» Excerpt provided:
=== Section Start ===

12 Dec Continuing Professional Development
Continuing Professional Development (CPD) is a growing area of interest. If we interpret the term ‘professional’ quite loosely, then we can include not just the traditional regulated professions such as medicine and law under this heading but also include management and similar fields of work.
The requirement to continue to keep up to date has been the starting point for CPD. In medicine, for instance, there are new drugs and procedures appearing all the time. Doctors need to keep on top of this and therefore they need to continue to learn. Indeed the UK Government is proposing that General Practitioners will have to be revalidated every five years in order to maintain their licence to practice. However the emphasis on just knowledge learning has broadened over recent years. Now we find the pressure is for professionals to increase their skills and capabilities to cope with a changing world.
We see this area as clearly strategic as the best CPD is a process of continuing to learn in one’s professional arena for as long as one is employed in that profession. It cannot be just a short term, quick fix activity. However many professional bodies still see it in the latter terms. This is especially so when CPD means no more than attending some seminars or conferences in the year and ticking off boxes on the form you send to the professional body and then getting the OK for having done your CPD.
This input led mode clearly does not work. We have attended professional conferences and observed some individuals either sitting at the back reading newspapers or just not turning up for sessions (they were too busy on the golf course). The reason for this behaviour is that the professional body requires a certain number of learning events in the year to be attended – and there are people attending only in order to get their tick in the relevant box. They have no interest in learning.
When working with a professional body in order to change their CPD scheme, one person we interviewed mentioned that he had set up his own business and entered some totally new areas of work. He commented that he had learned more in the last year in his profession than at any other time. But he was failing his CPD requirements because he had not been on enough courses.
The answer to this silly situation is that CPD needs to be based on outcomes and outputs; schemes need to measure what is learned not what has been taught.
We will focus on examples of individuals carrying out CPD. In the best schemes professional bodies provide a range of support mechanisms for CPD. These include:-
- online support systems to help people find learning activities and to record their learning
- a CPD person at local level who can encourage CPD (the UK’s Chartered Institute of Personnel and Development is encouraging this)
- mentors who can support newcomers to a profession in their CPD (see later in Mentoring)
- learning groups that can provide peer group support for CPD (see Self Managed Learning)
If you are fortunate enough to belong to such a professional body then this kind of support obviously makes it easier to do CPD. However even without it this Handbook provides many ideas for doing CPD. If most learning occurs through work then utilising work based approaches makes sense. However this is not to say that courses and conferences should be neglected. The key issue is being clear about what you need to learn and then looking for methods that can help.

=== Section End ===

[Saved entries]

=== Section Start ===

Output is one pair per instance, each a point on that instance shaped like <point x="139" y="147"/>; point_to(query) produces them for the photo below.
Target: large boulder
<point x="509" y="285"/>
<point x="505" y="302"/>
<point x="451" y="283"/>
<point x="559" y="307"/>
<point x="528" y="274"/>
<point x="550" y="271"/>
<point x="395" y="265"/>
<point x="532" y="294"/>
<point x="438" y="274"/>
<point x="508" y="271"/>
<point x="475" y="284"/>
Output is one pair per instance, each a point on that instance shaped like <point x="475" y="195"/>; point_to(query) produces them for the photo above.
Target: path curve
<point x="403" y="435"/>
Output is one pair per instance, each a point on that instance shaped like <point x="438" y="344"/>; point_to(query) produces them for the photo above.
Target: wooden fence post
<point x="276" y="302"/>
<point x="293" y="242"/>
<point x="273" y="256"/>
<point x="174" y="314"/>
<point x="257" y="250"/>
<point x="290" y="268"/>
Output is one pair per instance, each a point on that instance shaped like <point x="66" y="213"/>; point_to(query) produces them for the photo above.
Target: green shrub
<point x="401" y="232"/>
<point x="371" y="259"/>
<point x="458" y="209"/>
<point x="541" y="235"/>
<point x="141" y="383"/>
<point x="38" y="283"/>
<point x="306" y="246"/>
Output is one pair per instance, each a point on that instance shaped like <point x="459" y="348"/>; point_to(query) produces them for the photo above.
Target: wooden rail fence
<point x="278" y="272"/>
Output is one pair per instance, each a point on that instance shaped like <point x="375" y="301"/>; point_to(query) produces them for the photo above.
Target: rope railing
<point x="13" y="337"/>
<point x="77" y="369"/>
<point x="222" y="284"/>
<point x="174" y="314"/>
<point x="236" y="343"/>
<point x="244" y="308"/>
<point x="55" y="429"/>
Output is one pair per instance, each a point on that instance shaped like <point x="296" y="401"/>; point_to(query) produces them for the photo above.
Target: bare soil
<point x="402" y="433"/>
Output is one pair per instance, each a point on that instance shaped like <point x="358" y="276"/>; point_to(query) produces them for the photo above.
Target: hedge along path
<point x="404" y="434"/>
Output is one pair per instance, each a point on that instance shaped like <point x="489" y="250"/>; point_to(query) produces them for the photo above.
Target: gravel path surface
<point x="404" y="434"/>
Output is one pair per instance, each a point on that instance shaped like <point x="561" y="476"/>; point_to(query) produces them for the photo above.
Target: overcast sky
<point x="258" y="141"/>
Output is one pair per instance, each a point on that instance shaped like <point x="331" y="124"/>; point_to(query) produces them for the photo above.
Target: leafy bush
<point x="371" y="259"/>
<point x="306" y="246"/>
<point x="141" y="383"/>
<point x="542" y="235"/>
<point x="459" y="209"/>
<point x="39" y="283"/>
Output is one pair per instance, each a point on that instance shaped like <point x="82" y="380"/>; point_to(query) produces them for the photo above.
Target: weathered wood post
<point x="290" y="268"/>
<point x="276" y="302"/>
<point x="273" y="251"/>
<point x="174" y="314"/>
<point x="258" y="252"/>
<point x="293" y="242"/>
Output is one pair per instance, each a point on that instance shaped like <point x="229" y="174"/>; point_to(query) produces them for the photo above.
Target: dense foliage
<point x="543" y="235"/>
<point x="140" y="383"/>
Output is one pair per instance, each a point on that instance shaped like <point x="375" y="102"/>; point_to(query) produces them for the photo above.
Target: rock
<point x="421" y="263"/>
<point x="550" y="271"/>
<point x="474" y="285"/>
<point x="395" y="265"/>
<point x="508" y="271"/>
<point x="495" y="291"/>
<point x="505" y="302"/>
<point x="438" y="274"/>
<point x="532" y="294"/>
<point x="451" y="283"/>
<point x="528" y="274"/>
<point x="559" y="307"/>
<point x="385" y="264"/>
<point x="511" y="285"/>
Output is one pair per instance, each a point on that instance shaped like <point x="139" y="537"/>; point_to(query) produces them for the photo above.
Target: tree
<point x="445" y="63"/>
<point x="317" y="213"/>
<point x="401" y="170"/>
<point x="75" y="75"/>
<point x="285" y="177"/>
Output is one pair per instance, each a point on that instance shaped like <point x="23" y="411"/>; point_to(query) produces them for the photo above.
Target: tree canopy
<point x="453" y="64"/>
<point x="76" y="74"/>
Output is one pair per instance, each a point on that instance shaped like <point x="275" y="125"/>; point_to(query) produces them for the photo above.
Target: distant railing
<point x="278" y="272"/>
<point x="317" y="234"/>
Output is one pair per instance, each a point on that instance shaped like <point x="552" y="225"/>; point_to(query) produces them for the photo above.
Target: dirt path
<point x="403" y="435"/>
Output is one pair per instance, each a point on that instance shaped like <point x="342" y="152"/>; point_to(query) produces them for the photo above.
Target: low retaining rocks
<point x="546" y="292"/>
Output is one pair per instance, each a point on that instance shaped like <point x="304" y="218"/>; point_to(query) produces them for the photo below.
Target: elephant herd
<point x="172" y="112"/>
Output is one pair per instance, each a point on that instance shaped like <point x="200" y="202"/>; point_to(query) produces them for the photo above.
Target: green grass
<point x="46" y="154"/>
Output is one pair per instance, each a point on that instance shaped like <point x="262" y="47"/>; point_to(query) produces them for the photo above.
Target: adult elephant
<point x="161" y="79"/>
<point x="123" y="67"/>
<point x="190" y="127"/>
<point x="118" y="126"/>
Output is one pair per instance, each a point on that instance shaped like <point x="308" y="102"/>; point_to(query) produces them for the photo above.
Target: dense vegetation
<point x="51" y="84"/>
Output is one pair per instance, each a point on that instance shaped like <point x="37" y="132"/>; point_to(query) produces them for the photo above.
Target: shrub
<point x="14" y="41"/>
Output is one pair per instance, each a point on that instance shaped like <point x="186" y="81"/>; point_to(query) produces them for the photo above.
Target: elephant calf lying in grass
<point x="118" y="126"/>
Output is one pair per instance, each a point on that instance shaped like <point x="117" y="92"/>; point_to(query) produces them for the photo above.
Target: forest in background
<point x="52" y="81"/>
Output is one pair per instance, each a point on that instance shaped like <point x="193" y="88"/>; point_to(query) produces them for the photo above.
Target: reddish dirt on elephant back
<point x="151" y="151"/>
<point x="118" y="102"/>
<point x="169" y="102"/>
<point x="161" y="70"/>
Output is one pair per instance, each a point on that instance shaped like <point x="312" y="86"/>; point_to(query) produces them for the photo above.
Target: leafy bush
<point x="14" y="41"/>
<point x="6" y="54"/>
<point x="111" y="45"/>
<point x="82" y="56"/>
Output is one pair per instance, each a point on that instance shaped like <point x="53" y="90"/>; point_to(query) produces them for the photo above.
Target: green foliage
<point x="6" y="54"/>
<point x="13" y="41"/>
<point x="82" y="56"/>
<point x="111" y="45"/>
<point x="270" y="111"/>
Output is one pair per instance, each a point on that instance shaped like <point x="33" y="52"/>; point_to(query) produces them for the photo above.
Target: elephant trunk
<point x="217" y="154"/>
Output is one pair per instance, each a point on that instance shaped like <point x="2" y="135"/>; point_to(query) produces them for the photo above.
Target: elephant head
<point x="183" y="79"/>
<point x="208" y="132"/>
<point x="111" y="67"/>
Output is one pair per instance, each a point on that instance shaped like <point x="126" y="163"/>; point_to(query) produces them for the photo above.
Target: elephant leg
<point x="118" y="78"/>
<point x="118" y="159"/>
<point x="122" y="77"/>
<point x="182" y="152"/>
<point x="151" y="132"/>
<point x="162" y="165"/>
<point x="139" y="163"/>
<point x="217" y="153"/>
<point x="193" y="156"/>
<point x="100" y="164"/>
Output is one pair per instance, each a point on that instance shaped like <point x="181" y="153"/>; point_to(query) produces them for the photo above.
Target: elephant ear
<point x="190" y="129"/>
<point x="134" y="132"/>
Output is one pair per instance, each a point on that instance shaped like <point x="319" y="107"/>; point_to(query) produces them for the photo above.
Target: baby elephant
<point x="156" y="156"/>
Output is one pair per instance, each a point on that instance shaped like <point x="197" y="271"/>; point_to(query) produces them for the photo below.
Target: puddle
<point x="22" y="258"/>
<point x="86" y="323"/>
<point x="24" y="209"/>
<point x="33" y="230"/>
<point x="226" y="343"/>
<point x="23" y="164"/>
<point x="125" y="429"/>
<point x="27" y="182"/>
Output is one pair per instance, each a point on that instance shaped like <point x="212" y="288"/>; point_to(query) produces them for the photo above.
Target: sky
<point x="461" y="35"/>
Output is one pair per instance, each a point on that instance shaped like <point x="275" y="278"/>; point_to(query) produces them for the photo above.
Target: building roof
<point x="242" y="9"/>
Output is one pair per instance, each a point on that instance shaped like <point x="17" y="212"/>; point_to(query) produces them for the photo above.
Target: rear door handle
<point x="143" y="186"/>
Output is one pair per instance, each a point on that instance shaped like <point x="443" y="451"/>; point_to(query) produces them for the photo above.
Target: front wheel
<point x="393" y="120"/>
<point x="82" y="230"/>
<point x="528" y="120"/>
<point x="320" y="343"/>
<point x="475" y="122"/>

=== Section End ===

» What you will do: Continue the piece on continuing professional development from its last sentence. The listing comes from a separate source.

» Written answer:
It could be argued that CPD is an ethical requirement of any professional; if you are not keeping up to date and continuing to develop, should you expect to be calling yourself a professional?
There are some clear benefits that ought to come with CPD. These include:
- increased job satisfaction due to being on top of the work
- increased security in one’s professional field – if you get out of date you are more vulnerable to redundancy (if employed) or lack of clients (if you are self employed)
- possible increased income due to higher level skills being used
- Time – this is the biggest issue – people are so busy these days that they say that lack of time is the real problem in continuing to learn
- Lack of support from one’s professional body
- The professional body is still in the input oriented, box-ticking mode and hence CPD becomes a bureaucratic chore
- Resources – some development approaches cost
- Geography – in our researches a number of people said that they lived too far away from where professional meetings were held and hence could not attend them
- Some of the other approaches in this section can be used for CPD so it does not have to be a separate activity. Ideally it should just be an integral part of working practice to monitor one’s own learning
- If your professional body is one of the many that continue to use input measures, try to keep the focus on outputs/outcomes, despite this.
- Talk to other professionals and use their expertise, especially where they can point to short cuts (see later on Networking)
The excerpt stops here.